## Stated exercise
Beginning with the line that holds "of the gilded", set down each line of the data below through the very last, exactly as given, and nothing beyond that.

--- start ---

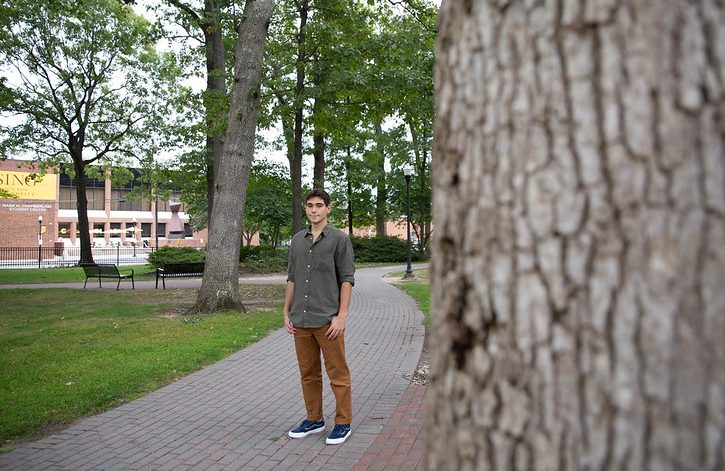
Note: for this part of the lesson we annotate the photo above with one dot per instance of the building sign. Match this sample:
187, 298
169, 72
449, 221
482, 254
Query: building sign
28, 186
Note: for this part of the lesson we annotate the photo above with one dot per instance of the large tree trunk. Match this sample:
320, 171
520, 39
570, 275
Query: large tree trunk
82, 208
216, 89
296, 164
579, 260
220, 285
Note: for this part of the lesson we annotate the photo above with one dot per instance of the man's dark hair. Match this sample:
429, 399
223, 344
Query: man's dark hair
319, 193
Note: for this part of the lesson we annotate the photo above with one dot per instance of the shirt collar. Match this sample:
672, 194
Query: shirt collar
325, 230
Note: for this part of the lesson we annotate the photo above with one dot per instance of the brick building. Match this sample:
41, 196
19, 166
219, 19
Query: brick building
44, 212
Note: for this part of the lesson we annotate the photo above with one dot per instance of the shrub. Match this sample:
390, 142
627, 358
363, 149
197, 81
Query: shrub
175, 254
381, 249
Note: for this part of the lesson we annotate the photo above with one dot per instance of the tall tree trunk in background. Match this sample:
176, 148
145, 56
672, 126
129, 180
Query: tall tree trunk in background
318, 150
296, 164
381, 200
220, 285
79, 167
349, 192
579, 258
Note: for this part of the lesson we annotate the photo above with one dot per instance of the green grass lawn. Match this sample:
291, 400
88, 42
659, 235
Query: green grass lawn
9, 276
418, 288
66, 354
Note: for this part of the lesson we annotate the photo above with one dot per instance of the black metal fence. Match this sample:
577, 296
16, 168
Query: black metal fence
59, 256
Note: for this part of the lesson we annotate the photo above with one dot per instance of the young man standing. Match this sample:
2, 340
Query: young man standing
321, 273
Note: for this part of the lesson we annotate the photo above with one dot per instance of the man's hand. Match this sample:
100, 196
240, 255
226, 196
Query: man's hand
288, 325
337, 327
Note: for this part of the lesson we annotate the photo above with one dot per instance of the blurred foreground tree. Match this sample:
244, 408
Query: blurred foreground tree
579, 257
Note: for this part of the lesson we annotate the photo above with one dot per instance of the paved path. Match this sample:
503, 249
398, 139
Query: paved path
150, 284
235, 414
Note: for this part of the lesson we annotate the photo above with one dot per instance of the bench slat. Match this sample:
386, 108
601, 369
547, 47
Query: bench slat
178, 270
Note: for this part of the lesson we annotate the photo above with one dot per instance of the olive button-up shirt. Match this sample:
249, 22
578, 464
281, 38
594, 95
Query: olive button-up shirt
318, 271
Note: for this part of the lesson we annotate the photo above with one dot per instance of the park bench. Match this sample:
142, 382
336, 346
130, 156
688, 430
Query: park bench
101, 270
178, 270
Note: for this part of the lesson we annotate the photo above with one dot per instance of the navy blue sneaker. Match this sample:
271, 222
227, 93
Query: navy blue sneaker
307, 427
339, 434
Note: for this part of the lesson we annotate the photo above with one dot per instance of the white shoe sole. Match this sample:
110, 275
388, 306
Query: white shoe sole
304, 434
338, 441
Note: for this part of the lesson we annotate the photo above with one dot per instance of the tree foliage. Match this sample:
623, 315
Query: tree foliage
83, 84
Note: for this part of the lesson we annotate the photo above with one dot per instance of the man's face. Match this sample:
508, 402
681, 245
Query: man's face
316, 210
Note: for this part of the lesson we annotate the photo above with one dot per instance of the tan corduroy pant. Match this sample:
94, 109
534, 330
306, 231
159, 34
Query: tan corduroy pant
308, 344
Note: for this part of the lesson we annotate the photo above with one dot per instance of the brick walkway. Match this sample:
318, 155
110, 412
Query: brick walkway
235, 414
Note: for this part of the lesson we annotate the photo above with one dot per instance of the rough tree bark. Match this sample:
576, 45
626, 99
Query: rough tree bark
579, 259
220, 285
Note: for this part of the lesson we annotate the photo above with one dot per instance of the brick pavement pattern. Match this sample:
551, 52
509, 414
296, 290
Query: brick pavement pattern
235, 414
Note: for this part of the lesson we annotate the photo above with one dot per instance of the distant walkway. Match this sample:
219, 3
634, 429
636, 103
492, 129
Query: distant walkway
235, 414
275, 278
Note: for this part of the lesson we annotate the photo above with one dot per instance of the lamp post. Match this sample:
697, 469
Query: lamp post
408, 172
134, 236
40, 239
156, 218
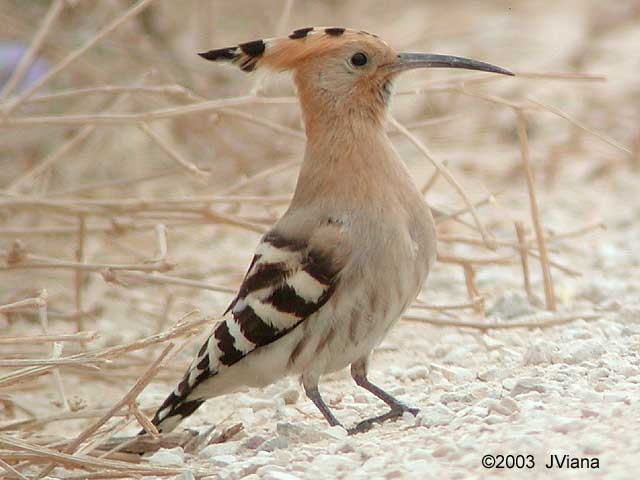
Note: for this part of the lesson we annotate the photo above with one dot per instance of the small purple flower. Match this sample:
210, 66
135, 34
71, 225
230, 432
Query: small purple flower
10, 55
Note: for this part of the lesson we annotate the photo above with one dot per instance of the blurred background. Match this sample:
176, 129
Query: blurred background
131, 219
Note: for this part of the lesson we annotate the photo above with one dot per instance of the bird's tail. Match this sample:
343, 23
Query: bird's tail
176, 407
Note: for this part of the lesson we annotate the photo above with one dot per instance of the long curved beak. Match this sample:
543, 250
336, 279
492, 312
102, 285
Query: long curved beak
406, 61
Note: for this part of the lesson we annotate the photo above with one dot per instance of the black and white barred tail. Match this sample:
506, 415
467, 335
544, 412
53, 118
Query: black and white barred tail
285, 283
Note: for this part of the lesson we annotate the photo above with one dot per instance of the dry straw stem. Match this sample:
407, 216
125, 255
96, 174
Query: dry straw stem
129, 397
577, 123
488, 239
535, 215
182, 328
80, 337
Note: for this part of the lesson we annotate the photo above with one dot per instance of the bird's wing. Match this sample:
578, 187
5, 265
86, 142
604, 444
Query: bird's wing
287, 281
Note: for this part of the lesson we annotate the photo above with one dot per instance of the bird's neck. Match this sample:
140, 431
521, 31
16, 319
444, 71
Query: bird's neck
350, 163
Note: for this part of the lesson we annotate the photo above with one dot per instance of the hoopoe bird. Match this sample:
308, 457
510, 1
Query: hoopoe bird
353, 249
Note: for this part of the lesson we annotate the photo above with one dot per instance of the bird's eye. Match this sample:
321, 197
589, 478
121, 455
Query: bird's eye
358, 59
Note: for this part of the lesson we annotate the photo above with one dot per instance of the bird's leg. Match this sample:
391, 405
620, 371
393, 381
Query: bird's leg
359, 375
314, 395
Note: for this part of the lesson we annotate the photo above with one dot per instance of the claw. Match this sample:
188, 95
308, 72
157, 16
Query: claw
366, 425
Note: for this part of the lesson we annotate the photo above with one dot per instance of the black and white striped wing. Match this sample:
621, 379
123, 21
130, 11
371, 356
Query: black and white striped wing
285, 284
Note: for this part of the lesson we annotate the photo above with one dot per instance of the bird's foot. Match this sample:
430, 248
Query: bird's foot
397, 411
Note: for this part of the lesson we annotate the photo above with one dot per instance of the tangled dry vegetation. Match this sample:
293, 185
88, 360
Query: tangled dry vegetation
136, 180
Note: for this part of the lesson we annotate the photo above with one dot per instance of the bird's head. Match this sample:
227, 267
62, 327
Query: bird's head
338, 69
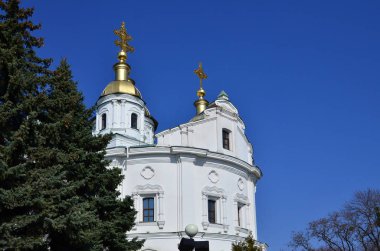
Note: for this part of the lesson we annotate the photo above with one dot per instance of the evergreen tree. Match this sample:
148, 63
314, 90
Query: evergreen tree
249, 244
22, 88
85, 211
55, 190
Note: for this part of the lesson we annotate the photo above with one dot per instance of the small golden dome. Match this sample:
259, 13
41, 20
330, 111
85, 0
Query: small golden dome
122, 86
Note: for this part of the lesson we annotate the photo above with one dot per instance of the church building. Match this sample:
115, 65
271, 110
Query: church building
201, 172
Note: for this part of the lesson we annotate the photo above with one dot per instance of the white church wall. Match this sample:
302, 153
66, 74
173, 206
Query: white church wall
185, 175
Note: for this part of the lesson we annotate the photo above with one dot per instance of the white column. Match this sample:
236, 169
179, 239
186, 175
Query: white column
224, 215
113, 113
122, 112
136, 205
246, 217
160, 206
204, 204
97, 126
236, 214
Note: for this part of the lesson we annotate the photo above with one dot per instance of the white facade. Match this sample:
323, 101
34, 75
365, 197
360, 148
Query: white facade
200, 172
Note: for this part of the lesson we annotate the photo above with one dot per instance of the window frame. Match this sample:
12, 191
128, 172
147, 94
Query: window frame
214, 211
142, 192
219, 196
226, 139
134, 120
150, 208
103, 121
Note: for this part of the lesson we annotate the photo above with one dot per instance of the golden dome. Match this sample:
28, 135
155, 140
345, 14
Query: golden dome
122, 86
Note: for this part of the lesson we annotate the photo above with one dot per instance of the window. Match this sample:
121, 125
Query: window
240, 214
104, 121
134, 120
212, 211
226, 139
148, 201
214, 208
148, 209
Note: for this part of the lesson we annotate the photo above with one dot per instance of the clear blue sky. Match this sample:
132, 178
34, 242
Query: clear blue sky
305, 76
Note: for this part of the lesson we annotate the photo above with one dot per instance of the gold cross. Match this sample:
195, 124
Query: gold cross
200, 73
124, 39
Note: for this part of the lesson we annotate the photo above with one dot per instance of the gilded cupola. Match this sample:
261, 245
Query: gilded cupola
122, 83
200, 104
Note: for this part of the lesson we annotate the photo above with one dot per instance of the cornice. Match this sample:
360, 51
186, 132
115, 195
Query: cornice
137, 152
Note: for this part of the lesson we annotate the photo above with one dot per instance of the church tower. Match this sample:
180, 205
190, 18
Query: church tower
120, 109
201, 172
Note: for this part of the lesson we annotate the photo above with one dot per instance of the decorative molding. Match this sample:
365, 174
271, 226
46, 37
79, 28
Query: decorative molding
214, 191
213, 176
160, 224
148, 188
205, 225
242, 198
147, 172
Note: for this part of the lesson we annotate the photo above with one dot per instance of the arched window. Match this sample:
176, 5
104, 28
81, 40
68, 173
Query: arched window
134, 120
104, 121
226, 139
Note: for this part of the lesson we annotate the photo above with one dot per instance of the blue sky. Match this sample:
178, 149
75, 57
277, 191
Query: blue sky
305, 76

--- end ---

## The answer
Note: for this part of the lesson we annotate the photo above with one dot per instance of the gilded cupola. Match this sample:
261, 245
Query: gilded cupola
122, 83
200, 104
Note: for this part of the lesson we annotate the photo above with one dot per instance of the cornice. Match this sample:
360, 51
186, 132
115, 195
Query: cornice
137, 152
Note: for this part of the lesson we annotate the photo above with one dot per instance of the church tower. Match this sample:
180, 205
190, 18
Query: church tower
120, 109
201, 172
Note: for this part of the lesson we annotate the photo above with one dot per instance of the decorative molding. Match this sample:
365, 174
271, 226
46, 37
79, 28
Query: decorative molding
214, 191
213, 176
160, 224
148, 188
205, 225
242, 198
147, 172
Note: for this part of the lesson we annotate the photo above with one dot per instance of the arched window. Match this sample:
176, 5
104, 28
81, 40
68, 173
Query: arched window
134, 120
104, 121
226, 139
Note: for this part of the lesson we annotate the photo above with one dot per instance of the blue sky. Match this sample:
178, 149
75, 57
277, 191
Query: blue sky
305, 76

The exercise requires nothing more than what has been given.